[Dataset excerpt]
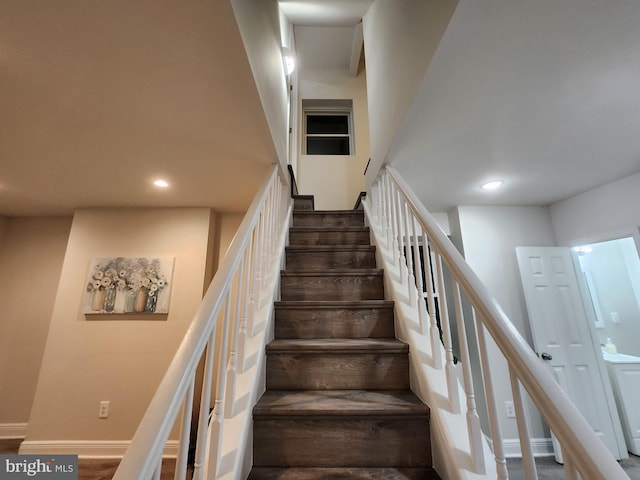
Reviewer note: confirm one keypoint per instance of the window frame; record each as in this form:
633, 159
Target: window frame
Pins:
332, 108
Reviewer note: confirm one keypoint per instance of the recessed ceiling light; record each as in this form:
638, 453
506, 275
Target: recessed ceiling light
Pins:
492, 185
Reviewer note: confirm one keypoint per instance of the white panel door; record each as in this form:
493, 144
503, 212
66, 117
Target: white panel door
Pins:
562, 337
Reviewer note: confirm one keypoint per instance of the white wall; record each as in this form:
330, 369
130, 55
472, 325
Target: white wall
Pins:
400, 38
611, 268
489, 236
259, 24
604, 213
120, 360
31, 257
335, 180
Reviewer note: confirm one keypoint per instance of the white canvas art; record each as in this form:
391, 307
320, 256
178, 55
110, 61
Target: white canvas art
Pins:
129, 285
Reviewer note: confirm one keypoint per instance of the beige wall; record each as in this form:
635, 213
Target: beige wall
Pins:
400, 39
31, 257
120, 360
259, 24
228, 226
335, 180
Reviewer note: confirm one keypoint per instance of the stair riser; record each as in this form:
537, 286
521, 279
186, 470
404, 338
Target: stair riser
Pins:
336, 441
347, 473
307, 260
334, 323
336, 371
316, 219
332, 287
331, 237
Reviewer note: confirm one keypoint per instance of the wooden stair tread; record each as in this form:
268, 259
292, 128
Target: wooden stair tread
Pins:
328, 228
318, 473
334, 345
330, 248
330, 304
336, 212
333, 272
340, 403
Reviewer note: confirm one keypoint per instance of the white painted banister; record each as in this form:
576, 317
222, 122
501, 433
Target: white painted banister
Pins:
220, 330
391, 205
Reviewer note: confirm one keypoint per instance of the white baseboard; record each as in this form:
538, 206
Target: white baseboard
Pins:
541, 447
13, 430
87, 448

→ WHAT YOU SHOULD DO:
Present the material as a numbered list, starting at the line that contains "the white wall;" and ending at the last line of the material, with blank lines omitted.

→ TASK RESULT:
1. Reviewer note: confirm one keypoint per instance of the white wall; record each as in this form:
2. 330, 369
3. 130, 55
4. 472, 325
5. Target: white wall
6. Pins:
7. 400, 38
8. 611, 268
9. 489, 236
10. 259, 24
11. 604, 213
12. 120, 360
13. 31, 257
14. 335, 180
15. Reviewer note: confirm one keypoint per instance of the white canvas art; record each as in this form:
16. 391, 307
17. 320, 256
18. 178, 55
19. 110, 61
20. Target: white canvas art
21. Pins:
22. 129, 285
23. Reviewer note: confirm one keypoint per instance of the beige wall; record each as in this form:
24. 635, 213
25. Target: beige wall
26. Pins:
27. 400, 39
28. 31, 257
29. 120, 360
30. 259, 24
31. 228, 226
32. 335, 180
33. Reviewer note: confirm one keypoint per instance of the stair riser; record each as in this form:
34. 537, 286
35. 521, 279
36. 186, 470
37. 404, 338
38. Target: stair riser
39. Pins:
40. 336, 441
41. 347, 473
42. 307, 260
43. 334, 323
44. 336, 371
45. 316, 219
46. 332, 287
47. 331, 237
48. Reviewer note: confirm one keypoint per instance of the wooden stair tread; record each as in this form:
49. 268, 259
50. 292, 128
51. Target: wooden stair tread
52. Pins:
53. 328, 228
54. 318, 473
55. 334, 345
56. 330, 248
57. 330, 304
58. 336, 212
59. 333, 272
60. 340, 403
61. Reviewer note: confirm one keypoint per instance of the white painted banister; record each as in this form:
62. 576, 317
63. 222, 122
64. 501, 433
65. Target: white painted banister
66. Pins:
67. 220, 330
68. 391, 205
69. Reviewer note: confirm one keypoint per instance of the white baseboard; record each as in this form:
70. 538, 206
71. Target: white baseboard
72. Pins:
73. 541, 447
74. 13, 430
75. 87, 448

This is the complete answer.